** START **
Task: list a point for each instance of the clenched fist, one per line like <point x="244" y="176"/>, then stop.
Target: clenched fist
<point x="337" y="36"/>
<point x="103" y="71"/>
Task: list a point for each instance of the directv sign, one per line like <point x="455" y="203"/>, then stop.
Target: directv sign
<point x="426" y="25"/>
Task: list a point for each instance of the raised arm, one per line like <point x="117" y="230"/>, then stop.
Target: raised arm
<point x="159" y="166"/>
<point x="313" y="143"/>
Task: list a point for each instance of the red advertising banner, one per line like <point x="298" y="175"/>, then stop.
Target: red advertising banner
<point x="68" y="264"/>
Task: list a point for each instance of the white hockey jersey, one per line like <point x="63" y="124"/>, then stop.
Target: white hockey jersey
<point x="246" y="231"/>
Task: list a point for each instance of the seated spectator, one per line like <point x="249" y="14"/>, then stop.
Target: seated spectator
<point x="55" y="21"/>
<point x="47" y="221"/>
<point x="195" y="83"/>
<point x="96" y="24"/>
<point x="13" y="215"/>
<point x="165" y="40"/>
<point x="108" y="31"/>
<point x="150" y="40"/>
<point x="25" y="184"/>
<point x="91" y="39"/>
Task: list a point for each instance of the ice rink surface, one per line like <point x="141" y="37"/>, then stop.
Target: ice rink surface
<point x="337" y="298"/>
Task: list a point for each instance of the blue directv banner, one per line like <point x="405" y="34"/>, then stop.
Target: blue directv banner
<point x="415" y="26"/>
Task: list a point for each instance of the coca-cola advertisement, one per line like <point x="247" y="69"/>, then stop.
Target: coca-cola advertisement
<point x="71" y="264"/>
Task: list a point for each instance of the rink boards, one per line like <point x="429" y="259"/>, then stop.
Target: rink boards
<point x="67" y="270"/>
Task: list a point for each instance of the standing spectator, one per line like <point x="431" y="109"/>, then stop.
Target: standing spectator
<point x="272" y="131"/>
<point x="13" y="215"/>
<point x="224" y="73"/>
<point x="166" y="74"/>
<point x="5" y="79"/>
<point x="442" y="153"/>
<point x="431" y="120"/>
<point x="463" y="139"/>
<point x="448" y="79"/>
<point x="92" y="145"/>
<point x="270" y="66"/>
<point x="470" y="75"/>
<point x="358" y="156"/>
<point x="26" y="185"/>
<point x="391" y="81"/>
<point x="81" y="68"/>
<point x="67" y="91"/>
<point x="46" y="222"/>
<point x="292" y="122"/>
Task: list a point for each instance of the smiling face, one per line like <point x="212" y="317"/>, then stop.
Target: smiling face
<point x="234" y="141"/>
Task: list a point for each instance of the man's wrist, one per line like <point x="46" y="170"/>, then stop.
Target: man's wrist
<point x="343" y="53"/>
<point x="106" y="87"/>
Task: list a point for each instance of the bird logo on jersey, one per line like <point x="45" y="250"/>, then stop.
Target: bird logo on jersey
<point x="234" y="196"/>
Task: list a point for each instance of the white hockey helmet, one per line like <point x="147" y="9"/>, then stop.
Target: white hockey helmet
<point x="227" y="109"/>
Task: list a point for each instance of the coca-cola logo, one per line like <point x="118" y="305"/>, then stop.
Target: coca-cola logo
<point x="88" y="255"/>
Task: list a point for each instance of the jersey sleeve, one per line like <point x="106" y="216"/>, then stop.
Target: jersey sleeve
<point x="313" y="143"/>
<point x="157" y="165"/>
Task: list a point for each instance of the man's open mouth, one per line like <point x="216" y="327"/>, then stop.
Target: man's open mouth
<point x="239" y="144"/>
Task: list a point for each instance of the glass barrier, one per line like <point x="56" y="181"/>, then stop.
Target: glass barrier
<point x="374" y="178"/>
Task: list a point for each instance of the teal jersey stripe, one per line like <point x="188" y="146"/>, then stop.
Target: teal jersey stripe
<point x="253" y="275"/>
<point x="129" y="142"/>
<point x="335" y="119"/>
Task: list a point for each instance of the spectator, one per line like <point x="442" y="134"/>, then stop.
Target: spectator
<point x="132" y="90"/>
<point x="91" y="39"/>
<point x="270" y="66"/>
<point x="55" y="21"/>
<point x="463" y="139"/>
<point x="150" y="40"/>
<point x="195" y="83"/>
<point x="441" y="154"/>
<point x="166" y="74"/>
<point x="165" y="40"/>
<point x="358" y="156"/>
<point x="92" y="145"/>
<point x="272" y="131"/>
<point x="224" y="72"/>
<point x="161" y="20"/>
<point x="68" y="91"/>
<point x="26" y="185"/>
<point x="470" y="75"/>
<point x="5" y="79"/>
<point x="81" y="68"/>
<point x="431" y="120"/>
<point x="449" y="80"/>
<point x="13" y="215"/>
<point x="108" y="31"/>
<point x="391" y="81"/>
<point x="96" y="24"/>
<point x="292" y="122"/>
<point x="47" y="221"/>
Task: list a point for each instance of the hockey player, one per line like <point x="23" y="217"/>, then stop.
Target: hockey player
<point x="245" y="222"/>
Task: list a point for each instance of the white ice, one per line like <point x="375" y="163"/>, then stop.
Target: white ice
** END **
WRITTEN INSTRUCTION:
Print the records exactly as they appear, from the line that contains "white ice, one" through the end of the records.

FULL OUTPUT:
Task: list a point for each instance of the white ice, one per line like <point x="375" y="163"/>, then stop.
Target: white ice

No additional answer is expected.